- _SHORT PROBLEM_
Please reproduce the records below line for line, with every character unchanged.

- _DATASET_
----
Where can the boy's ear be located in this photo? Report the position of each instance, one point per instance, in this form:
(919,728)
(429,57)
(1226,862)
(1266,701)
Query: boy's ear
----
- _ANSWER TO THIS PROBLEM_
Where can the boy's ear be located in this photo? Report the position of each instance, one point per instance, in this form:
(919,728)
(429,57)
(1226,862)
(1266,701)
Query: boy's ear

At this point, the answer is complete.